Turn the lines below that start at the one containing "The service MUST place a point on the embroidered" and end at the one containing "x=53, y=364" into a numbered list, leaving out any blank lines.

━━━━━━━━━━━━━━━━━━━━

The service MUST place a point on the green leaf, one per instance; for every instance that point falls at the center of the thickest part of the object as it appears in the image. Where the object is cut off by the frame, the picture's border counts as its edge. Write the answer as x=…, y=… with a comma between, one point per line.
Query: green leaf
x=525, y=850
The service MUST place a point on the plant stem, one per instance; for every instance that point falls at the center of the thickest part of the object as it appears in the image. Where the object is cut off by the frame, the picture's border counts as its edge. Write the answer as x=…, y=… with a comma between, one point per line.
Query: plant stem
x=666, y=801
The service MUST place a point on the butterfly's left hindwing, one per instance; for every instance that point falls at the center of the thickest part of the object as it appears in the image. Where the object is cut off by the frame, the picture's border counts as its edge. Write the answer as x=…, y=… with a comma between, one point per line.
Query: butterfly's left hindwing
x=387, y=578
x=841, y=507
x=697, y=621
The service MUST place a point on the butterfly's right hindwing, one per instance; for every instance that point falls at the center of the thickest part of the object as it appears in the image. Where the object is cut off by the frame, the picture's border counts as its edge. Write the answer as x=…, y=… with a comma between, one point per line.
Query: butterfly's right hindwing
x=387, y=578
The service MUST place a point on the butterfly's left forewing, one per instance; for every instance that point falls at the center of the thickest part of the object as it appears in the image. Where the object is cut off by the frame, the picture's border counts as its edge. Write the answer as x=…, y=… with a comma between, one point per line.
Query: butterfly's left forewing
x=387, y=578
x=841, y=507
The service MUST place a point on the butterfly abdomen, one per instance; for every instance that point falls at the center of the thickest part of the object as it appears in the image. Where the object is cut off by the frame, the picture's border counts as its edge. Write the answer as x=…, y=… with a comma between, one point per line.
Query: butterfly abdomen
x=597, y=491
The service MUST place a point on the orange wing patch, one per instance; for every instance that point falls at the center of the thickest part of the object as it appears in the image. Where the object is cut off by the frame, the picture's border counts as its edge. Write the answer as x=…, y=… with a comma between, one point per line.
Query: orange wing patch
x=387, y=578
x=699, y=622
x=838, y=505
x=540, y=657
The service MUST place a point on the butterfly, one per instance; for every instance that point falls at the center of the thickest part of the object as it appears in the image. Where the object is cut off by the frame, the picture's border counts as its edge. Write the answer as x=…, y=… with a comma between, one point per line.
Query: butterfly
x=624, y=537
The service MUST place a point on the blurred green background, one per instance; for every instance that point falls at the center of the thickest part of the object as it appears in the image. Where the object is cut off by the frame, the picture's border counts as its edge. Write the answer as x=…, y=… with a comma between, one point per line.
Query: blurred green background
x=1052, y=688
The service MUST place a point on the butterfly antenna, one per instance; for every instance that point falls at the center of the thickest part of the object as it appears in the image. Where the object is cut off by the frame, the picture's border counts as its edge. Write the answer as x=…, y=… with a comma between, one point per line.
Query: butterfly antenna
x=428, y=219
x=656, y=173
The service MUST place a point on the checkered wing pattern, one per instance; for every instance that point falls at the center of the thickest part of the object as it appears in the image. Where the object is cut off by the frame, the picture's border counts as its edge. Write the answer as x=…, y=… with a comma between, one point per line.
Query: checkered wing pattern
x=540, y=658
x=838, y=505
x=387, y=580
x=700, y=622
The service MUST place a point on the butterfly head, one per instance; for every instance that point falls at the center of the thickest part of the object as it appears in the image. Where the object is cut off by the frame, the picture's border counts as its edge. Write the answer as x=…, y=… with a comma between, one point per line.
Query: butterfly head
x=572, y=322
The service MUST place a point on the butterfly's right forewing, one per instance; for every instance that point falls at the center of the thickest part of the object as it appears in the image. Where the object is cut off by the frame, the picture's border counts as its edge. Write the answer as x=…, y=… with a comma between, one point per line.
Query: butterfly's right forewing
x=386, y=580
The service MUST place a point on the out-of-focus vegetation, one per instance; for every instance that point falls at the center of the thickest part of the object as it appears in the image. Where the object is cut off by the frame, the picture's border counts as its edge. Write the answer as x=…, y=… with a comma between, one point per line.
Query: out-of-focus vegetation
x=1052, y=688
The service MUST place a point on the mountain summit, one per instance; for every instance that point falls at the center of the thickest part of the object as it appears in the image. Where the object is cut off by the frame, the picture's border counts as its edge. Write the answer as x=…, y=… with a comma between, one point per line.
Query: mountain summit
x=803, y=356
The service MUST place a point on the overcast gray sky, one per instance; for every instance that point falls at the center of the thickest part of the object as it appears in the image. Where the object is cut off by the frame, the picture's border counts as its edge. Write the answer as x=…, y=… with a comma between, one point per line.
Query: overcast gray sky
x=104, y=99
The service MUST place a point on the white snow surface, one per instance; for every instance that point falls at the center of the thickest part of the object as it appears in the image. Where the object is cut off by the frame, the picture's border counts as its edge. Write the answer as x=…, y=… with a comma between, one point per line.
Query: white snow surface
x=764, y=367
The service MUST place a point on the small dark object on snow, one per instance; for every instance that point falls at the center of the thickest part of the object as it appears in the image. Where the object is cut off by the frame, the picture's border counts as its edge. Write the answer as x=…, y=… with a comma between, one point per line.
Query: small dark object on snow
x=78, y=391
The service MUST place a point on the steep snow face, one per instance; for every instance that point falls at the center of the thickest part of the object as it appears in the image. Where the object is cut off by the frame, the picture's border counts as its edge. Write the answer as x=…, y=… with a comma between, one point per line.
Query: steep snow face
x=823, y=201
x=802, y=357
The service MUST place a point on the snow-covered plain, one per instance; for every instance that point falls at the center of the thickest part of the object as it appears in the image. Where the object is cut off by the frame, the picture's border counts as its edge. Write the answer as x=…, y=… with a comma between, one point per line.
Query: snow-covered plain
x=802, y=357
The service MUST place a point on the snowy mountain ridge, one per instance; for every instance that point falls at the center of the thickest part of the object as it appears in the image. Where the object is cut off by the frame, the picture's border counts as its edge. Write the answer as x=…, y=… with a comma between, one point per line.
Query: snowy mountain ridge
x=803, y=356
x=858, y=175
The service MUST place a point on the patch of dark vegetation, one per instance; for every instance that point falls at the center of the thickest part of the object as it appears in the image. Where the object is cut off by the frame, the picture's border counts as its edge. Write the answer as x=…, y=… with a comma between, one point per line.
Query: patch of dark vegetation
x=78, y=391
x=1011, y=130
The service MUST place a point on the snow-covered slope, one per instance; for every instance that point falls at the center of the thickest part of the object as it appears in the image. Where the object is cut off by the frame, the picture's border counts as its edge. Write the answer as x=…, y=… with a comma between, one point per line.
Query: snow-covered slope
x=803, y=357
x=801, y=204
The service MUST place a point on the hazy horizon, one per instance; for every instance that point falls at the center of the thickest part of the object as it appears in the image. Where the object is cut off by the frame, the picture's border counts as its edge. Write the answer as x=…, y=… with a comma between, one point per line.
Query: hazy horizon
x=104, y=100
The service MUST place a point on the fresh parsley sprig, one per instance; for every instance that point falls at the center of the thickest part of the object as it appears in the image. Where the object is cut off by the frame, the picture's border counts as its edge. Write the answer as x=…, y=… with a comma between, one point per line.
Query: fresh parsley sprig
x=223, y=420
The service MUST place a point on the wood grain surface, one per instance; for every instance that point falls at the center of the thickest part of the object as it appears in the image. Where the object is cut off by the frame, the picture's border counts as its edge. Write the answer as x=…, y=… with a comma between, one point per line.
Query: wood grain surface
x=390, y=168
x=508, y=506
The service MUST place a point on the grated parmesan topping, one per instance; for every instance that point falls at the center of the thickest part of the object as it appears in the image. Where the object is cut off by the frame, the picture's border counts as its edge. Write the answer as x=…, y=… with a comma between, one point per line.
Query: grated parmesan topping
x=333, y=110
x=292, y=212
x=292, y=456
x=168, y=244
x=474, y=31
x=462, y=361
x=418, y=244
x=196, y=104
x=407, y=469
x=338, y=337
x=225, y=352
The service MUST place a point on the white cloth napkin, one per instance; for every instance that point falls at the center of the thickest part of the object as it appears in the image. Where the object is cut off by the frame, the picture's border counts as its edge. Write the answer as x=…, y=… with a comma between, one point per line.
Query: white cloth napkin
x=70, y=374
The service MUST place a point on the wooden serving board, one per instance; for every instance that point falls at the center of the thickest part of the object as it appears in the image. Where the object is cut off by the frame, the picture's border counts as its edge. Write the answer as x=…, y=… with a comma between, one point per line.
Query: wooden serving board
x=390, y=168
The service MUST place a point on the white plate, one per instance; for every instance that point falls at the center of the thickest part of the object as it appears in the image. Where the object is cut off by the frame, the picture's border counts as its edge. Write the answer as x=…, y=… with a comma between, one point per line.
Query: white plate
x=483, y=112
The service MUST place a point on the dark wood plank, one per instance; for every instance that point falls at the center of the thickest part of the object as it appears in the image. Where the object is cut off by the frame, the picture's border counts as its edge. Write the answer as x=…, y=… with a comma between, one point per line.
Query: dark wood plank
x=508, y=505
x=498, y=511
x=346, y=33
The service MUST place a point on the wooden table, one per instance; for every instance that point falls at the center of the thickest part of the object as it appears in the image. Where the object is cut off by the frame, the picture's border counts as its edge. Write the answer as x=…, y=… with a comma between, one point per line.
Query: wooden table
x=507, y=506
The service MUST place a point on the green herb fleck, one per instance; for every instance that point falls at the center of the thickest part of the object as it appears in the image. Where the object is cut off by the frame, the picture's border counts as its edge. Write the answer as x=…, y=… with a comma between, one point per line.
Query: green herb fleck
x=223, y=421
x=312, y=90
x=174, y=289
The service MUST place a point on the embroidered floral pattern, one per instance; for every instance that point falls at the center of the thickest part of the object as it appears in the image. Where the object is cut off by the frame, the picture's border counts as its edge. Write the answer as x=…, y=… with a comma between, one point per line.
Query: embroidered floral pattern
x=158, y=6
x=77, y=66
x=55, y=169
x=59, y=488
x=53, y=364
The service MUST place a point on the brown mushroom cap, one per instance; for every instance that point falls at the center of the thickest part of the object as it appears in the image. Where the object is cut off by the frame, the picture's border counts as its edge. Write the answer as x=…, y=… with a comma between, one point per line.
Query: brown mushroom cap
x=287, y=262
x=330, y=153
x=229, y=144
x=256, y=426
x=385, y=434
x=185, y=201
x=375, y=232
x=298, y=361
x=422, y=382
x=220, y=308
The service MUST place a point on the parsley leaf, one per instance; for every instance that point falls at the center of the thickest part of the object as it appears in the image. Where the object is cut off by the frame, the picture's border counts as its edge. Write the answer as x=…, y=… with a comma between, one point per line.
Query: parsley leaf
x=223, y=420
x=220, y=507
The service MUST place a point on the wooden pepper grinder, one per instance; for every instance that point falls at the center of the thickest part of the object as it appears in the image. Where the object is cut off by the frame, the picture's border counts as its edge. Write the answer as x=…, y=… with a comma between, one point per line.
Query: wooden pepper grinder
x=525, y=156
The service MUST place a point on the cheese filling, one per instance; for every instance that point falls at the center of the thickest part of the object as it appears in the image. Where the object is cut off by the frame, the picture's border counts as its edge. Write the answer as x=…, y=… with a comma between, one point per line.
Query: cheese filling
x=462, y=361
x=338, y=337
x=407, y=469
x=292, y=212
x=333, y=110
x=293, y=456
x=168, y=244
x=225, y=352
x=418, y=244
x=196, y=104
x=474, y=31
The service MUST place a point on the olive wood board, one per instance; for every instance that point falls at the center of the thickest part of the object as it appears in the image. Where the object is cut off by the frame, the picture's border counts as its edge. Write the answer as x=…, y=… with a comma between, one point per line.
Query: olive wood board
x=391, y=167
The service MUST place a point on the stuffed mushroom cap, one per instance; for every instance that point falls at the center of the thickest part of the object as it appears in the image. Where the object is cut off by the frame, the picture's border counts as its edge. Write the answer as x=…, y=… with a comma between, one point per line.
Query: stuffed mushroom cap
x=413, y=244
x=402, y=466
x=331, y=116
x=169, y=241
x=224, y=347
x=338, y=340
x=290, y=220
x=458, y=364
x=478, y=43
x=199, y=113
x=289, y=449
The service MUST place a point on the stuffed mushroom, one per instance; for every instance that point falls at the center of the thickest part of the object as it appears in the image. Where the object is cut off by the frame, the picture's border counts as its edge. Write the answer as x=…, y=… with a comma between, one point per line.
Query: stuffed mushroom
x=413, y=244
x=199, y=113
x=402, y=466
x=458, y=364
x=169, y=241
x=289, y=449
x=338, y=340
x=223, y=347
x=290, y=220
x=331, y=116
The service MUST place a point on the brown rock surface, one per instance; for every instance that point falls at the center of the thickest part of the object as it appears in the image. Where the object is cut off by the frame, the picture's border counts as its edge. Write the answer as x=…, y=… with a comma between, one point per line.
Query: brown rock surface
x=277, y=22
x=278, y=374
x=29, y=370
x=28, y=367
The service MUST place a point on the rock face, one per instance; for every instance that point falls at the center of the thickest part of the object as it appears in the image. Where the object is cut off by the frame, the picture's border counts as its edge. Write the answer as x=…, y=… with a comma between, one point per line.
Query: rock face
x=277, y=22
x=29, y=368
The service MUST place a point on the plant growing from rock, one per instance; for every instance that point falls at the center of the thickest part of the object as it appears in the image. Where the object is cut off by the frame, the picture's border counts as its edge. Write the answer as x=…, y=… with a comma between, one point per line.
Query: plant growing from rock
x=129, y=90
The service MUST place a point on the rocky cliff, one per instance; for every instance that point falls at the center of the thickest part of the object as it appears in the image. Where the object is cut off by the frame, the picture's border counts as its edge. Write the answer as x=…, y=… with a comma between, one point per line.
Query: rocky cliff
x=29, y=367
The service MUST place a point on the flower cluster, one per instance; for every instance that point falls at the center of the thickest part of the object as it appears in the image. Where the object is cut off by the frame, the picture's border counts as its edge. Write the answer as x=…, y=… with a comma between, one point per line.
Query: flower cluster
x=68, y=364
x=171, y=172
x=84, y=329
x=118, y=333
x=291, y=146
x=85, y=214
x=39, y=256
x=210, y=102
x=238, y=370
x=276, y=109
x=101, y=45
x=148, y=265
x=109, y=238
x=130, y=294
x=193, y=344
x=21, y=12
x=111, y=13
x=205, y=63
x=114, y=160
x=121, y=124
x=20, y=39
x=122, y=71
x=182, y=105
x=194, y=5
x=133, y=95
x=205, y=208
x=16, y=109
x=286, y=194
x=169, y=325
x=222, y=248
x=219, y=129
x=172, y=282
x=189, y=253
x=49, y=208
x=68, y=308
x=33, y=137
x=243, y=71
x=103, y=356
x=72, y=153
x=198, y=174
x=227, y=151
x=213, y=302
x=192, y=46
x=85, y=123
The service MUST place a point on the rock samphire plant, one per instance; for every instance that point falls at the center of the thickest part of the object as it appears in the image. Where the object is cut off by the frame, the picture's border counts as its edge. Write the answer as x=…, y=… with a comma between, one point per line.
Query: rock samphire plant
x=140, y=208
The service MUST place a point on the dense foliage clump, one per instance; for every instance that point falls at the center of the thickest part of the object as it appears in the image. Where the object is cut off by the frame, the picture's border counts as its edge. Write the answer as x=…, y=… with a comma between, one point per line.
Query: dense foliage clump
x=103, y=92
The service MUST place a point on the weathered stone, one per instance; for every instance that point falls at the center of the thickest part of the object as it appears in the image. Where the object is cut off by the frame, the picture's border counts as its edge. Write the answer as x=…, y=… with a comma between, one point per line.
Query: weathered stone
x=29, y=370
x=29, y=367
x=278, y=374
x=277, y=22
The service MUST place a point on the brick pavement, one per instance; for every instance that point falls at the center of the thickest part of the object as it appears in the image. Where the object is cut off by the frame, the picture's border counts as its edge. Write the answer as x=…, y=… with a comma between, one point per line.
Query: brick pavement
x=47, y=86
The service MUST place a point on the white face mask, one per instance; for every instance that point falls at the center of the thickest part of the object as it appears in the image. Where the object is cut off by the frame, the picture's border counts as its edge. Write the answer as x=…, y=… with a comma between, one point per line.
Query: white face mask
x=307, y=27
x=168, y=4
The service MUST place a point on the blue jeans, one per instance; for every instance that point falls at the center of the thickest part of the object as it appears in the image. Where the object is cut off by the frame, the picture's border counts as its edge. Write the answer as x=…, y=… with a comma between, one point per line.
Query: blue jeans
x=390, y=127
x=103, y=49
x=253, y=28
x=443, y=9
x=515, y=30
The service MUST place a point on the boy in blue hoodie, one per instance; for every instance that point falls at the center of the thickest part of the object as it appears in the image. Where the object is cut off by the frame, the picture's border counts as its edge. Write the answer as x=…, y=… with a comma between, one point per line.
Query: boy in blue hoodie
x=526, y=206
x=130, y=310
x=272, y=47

━━━━━━━━━━━━━━━━━━━━

EXPECTED ANSWER ->
1. The service MUST place a point on the embroidered floral pattern, one per instance; for every instance that point falls at the center of the thickest part of the object as it appears in the image. Where the object is cut off by the frame, the picture's border counts as its edge. Write the answer as x=…, y=… with a comma between, one point per line.
2. Query: embroidered floral pattern
3. x=158, y=6
4. x=77, y=66
5. x=55, y=169
6. x=59, y=488
7. x=53, y=364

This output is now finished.